- DATA TO EXAMINE
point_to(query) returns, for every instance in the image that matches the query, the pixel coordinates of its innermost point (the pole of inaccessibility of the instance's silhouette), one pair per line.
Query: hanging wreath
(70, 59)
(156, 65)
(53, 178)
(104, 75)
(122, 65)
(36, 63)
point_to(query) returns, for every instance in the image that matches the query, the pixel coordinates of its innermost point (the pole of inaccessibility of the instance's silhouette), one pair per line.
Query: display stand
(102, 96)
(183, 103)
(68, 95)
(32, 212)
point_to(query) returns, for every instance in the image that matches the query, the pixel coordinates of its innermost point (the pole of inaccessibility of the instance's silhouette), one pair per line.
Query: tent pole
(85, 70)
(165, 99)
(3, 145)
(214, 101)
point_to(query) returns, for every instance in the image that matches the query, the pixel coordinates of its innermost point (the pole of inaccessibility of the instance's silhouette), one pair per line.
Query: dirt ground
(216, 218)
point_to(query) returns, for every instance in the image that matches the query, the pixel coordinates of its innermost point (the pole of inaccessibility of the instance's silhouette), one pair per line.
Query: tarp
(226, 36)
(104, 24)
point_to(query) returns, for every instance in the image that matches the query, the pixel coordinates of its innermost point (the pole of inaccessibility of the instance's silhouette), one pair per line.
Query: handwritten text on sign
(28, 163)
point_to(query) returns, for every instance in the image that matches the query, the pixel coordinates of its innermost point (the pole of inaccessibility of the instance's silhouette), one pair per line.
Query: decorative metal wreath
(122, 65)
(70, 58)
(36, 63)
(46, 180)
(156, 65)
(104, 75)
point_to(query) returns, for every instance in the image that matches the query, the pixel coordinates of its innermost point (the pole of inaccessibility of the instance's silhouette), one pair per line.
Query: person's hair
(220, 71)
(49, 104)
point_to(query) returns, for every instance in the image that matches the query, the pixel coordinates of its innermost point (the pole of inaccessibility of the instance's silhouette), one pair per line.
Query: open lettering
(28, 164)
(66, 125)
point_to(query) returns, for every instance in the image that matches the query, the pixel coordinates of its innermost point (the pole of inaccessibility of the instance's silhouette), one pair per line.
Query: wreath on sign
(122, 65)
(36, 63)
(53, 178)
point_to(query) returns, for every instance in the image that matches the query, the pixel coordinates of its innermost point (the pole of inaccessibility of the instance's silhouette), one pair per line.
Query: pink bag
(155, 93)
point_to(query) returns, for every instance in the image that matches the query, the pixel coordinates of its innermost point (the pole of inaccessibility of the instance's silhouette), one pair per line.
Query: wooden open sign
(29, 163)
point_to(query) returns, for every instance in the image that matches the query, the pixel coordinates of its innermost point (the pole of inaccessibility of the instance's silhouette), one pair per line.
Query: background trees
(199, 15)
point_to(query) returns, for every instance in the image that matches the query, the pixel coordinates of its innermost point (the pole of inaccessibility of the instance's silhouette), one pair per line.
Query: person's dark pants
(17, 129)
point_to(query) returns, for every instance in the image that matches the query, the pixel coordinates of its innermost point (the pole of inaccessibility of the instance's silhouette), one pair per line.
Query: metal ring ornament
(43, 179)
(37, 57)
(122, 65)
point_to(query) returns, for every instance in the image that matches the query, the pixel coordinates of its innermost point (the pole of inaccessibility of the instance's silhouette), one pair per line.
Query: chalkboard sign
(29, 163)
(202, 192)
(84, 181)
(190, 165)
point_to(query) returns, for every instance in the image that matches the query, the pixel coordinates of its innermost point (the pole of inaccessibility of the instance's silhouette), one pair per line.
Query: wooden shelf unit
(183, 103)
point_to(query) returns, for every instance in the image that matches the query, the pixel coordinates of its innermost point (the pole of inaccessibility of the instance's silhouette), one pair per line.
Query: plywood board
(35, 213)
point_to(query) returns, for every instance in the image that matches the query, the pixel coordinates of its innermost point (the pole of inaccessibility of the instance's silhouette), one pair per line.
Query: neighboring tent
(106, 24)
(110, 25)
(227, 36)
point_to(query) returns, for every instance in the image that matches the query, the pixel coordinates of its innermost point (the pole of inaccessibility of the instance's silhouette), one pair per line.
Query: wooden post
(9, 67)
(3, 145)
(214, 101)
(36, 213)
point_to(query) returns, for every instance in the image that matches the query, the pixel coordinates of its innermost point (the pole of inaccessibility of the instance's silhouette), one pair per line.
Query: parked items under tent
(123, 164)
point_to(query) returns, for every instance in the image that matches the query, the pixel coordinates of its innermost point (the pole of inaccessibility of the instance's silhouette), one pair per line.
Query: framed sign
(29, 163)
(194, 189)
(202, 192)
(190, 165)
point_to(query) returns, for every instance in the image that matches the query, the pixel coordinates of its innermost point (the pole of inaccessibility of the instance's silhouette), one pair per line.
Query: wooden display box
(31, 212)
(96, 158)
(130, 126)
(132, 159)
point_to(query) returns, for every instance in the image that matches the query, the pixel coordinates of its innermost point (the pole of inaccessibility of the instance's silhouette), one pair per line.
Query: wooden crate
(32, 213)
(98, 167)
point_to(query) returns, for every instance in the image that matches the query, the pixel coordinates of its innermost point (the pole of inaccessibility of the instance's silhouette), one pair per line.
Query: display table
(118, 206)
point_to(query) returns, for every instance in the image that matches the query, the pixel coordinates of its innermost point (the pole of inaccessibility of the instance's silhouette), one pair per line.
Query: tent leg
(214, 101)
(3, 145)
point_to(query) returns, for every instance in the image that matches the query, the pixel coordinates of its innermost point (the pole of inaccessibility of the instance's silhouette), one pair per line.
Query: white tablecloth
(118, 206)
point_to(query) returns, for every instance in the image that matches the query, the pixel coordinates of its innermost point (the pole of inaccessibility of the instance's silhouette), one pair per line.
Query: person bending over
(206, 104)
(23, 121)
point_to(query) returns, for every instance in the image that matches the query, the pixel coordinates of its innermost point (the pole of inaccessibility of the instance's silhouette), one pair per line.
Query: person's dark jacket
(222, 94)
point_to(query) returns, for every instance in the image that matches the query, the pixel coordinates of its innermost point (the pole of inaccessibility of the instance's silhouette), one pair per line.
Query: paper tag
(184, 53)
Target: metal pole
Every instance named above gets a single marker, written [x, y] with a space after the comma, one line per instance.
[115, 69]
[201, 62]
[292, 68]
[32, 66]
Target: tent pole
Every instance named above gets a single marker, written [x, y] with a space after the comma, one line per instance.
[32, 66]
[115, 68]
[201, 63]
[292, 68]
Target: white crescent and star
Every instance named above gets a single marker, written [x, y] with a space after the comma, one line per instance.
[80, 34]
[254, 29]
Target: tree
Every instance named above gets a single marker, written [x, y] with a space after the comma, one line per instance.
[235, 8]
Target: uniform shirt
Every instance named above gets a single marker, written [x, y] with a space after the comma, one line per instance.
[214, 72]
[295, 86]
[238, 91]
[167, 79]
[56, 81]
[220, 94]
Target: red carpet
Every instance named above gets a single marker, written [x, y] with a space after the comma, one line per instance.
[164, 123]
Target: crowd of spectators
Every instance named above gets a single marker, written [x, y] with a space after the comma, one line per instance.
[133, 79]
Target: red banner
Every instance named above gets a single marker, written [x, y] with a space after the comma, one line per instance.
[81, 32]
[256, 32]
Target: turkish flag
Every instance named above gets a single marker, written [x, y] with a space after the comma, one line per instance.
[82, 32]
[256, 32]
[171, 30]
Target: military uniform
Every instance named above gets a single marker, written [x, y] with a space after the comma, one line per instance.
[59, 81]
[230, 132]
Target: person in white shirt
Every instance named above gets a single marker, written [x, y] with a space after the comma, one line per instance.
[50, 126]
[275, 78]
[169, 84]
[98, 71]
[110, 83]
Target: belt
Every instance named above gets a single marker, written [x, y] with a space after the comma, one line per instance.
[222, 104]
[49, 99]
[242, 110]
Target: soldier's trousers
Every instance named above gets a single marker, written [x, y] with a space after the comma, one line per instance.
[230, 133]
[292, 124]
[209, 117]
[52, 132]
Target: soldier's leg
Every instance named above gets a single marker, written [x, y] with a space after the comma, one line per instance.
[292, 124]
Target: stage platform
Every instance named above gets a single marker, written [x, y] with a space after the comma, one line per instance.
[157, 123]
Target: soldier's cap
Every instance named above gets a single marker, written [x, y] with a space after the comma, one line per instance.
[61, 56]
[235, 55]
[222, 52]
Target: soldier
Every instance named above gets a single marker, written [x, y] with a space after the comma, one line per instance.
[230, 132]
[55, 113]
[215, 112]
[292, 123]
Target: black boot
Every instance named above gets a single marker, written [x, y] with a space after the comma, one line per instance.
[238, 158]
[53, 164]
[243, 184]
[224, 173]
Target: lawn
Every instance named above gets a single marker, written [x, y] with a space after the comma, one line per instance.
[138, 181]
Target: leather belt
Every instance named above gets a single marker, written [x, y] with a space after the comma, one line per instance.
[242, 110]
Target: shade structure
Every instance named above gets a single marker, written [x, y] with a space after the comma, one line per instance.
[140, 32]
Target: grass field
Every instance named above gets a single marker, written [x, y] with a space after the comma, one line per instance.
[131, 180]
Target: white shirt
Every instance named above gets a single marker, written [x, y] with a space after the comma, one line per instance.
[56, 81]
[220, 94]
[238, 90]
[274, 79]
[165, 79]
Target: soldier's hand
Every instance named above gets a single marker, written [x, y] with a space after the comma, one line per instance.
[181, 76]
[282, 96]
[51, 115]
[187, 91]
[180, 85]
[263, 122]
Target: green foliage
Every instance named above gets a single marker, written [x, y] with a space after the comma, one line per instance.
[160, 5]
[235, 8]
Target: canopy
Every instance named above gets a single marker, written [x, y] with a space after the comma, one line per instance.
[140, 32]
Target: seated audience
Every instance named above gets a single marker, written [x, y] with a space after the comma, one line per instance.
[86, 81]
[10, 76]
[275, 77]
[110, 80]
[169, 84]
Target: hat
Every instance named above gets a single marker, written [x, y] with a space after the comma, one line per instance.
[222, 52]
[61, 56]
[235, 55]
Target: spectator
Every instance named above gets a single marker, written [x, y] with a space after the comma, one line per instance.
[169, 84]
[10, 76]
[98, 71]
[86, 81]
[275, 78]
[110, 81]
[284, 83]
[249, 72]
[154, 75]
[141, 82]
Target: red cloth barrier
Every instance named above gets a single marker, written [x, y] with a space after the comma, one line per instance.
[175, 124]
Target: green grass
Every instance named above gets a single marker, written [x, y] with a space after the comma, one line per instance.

- ASSIGNED TASK
Each line of the entries above that contains "green" is to be copied.

- EXERCISE SOLUTION
Target: green foliage
Target: green grass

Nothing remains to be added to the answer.